▸ Given text:
DAVE SMITH INSTRUMENTS Evolver
Category: Products / synth / new analog mono
Added: 25-May-04 | Author: admin
New price: $499.00 - € 599.00 | S/H price: Not listed
DAVE SMITH INSTRUMENTS EvolverAmazing sounds, VERY easy to use once you get used to the display, and have an idea of how basic synthesis works. This tool is a very flexible, small, totally slick box. The interface is really simple, just a grid of practically arranged parameters eight rows deep and a button for each row, with a shift key to access the secondary function of each grid location, and eight endless rotary knobs, one for each paramter in the row. Also there are a couple other buttons, one for the Main functions Row, one for the Sequencer Access, a start/stop button, and a reset button. There's also a cheesy little three digit LED display, that I'm kinda starting to like because it's also very old-school, like the a digital alarm clock kind of feel. It's essentially a four oscillator synthesizer with an external audio input. Two of the oscillators are VCOs (standard shapes) and sound very nice, warm and thick, and two of the oscillators are digital, and sound very similar to the Sequential Circuits Prophet VS, for those in the know. They also kind of remind me of my Waldorf Microwave, but are a little cleaner, probably due to a slightly higher bit-rate.

Excerpts of location labeling data

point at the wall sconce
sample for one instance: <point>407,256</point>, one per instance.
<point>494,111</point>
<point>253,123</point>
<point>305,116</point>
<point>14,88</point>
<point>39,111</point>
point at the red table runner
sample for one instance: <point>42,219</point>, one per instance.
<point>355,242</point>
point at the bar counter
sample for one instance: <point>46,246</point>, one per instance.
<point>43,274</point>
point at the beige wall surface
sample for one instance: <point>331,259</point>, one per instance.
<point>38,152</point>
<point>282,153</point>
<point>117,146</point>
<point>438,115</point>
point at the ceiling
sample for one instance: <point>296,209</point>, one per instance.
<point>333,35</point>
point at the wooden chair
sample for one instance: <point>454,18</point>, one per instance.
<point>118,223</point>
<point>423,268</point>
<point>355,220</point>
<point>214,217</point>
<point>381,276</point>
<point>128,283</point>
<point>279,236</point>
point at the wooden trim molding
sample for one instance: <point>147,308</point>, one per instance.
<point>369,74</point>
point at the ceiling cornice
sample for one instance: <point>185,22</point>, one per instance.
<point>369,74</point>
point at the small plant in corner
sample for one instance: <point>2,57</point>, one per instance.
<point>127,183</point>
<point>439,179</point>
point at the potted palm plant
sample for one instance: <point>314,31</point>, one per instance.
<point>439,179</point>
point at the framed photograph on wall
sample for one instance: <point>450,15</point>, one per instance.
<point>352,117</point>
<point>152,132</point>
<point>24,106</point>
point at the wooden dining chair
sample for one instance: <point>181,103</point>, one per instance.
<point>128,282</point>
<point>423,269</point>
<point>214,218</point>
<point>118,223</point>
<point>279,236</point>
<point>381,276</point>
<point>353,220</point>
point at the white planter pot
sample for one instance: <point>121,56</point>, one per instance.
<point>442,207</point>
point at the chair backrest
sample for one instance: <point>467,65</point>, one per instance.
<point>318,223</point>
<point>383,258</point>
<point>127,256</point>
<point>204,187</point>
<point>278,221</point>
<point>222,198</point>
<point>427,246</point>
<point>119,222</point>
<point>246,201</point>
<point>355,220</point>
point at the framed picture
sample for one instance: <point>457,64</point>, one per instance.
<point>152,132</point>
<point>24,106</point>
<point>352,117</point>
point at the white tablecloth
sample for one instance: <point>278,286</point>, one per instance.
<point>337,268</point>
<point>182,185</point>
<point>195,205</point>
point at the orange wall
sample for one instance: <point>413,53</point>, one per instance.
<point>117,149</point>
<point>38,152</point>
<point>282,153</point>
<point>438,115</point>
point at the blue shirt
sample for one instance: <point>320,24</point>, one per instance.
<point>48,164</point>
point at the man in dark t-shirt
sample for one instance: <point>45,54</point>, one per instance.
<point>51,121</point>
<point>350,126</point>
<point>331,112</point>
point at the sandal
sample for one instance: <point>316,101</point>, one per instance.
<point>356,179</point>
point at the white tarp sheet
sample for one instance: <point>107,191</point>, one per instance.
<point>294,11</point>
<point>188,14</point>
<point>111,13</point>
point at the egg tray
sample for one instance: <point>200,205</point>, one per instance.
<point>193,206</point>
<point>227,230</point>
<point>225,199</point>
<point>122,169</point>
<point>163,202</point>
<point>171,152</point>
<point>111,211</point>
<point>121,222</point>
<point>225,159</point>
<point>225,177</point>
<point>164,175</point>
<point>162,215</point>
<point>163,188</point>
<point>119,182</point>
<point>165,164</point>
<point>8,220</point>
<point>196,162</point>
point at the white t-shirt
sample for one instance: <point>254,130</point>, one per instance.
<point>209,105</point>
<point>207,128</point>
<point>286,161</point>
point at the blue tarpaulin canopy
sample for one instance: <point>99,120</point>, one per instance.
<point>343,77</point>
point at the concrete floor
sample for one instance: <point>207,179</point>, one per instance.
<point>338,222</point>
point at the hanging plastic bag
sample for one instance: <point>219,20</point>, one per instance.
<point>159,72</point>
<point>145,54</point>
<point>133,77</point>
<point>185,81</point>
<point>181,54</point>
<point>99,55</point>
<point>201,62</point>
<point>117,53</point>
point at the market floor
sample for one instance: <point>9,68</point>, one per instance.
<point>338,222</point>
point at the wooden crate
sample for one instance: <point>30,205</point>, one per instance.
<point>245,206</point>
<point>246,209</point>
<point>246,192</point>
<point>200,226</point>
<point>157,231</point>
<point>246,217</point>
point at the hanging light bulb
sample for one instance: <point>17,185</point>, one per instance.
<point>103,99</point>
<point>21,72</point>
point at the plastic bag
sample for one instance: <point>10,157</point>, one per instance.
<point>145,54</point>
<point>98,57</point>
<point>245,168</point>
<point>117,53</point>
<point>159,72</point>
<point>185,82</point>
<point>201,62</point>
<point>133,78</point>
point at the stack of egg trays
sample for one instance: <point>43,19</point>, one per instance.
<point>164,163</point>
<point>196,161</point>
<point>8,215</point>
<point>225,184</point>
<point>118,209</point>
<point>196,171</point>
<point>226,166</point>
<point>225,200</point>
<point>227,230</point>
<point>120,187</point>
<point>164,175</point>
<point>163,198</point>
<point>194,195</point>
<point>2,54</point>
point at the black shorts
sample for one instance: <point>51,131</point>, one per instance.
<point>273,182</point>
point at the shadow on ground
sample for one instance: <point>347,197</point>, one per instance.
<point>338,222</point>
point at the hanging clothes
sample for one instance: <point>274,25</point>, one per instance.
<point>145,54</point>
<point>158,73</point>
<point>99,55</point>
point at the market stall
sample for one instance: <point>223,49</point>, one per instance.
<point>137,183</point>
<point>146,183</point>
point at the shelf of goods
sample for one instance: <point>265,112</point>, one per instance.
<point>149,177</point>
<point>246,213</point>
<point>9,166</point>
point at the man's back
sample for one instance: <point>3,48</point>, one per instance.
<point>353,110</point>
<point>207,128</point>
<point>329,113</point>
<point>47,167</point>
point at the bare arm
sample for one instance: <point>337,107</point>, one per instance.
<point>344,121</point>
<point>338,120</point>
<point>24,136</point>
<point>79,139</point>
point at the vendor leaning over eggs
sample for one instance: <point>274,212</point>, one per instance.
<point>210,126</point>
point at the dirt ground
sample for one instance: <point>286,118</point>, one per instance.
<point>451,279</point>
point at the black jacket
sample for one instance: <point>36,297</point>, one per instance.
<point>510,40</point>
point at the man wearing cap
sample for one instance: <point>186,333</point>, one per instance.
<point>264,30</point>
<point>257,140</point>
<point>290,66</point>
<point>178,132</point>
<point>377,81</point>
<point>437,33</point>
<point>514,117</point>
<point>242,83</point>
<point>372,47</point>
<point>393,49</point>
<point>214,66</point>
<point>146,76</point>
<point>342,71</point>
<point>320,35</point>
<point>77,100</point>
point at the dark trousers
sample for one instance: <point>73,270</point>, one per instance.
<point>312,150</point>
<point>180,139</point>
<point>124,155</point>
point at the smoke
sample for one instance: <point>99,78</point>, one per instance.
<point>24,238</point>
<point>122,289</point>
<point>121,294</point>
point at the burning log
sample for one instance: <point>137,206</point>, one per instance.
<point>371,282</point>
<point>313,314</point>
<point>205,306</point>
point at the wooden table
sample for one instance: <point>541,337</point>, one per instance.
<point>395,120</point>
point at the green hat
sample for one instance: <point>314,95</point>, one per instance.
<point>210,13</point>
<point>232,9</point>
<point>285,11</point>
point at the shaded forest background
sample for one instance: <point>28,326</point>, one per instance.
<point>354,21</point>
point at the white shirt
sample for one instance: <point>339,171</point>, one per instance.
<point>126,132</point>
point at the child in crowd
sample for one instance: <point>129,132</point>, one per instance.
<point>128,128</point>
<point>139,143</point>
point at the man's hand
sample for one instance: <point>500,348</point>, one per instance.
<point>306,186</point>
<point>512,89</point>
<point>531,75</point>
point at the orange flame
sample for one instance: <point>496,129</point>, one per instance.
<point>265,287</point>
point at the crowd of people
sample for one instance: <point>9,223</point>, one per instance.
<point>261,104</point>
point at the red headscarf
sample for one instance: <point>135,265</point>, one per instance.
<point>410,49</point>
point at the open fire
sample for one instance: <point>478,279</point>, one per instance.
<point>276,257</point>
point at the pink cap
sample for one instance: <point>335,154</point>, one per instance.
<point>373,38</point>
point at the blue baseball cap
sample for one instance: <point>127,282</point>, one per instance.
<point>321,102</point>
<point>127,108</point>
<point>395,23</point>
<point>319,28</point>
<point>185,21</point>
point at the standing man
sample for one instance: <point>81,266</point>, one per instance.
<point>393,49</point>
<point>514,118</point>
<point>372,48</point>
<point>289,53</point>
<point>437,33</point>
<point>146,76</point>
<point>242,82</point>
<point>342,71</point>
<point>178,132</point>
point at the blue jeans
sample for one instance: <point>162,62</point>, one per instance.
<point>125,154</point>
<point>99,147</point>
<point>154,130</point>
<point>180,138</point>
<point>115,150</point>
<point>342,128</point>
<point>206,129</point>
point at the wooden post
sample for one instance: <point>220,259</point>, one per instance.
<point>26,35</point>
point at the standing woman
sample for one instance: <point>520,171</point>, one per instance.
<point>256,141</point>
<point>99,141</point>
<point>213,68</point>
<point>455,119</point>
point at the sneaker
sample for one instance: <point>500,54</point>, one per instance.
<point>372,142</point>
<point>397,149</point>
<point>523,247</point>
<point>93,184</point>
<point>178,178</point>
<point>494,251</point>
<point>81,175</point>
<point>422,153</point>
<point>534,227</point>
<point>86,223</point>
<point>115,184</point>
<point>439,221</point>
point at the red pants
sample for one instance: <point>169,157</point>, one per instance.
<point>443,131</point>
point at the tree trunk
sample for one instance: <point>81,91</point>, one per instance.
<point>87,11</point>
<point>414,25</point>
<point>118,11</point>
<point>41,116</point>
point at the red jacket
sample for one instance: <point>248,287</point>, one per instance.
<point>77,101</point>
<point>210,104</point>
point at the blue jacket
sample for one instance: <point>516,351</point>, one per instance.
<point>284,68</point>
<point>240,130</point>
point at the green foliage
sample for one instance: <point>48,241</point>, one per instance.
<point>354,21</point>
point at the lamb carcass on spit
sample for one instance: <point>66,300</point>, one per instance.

▸ The exercise: Continue the Evolver synthesizer review from its last sentence, keeping the same first-person voice.

▸ Task output:
The lo-pass filters sound very Sequential Circuits, like a Pro One, very warm, but still plenty tough enough to get bad when needs be. Real VCFs and they do real VCF things, especially when you saturate, and overload them (which is not a bad thing). They are normally hardwired (left and right respectively) together but there is a split function that can be modulated quite nicely for some killer effects. The hi-pass is digital and clean, simple, easy to use, works, nothing special, nor does it need to be.
The VCA is also pretty self explanatory and works nicely. Very punchy, but smooth when you want it to be.
There is a feedback section, and I'm still figuring this bad boy out, The explanation is in the manual, but like anything inside a synthesizer you really have to hear it and work with it a bit to figure out what the parameters mean in terms of real sounds and how each setting changes that. So far...it's wild, like a delay that's feeding back and getting pissed off. A VERY good tool for making noise. It seems somewhat tied to the filters, and also resonds nicely to little snippets of the digital oscillators for further textural complexity. Yummy.
Next there's a delay section. Dave called it cheesy, but I think it's pretty cool myself. It sounds good and clean, and the first tap has two feedback controls, one for post, and one for pre-filter, so there's plenty of room for illness there. Three taps in total, so plenty of room for fun, especially with the short times, and close together.
Next four (FOUR!!!!) LFOs with LOADS of modulation routing capabilites, MIDI sync'able or free cycling.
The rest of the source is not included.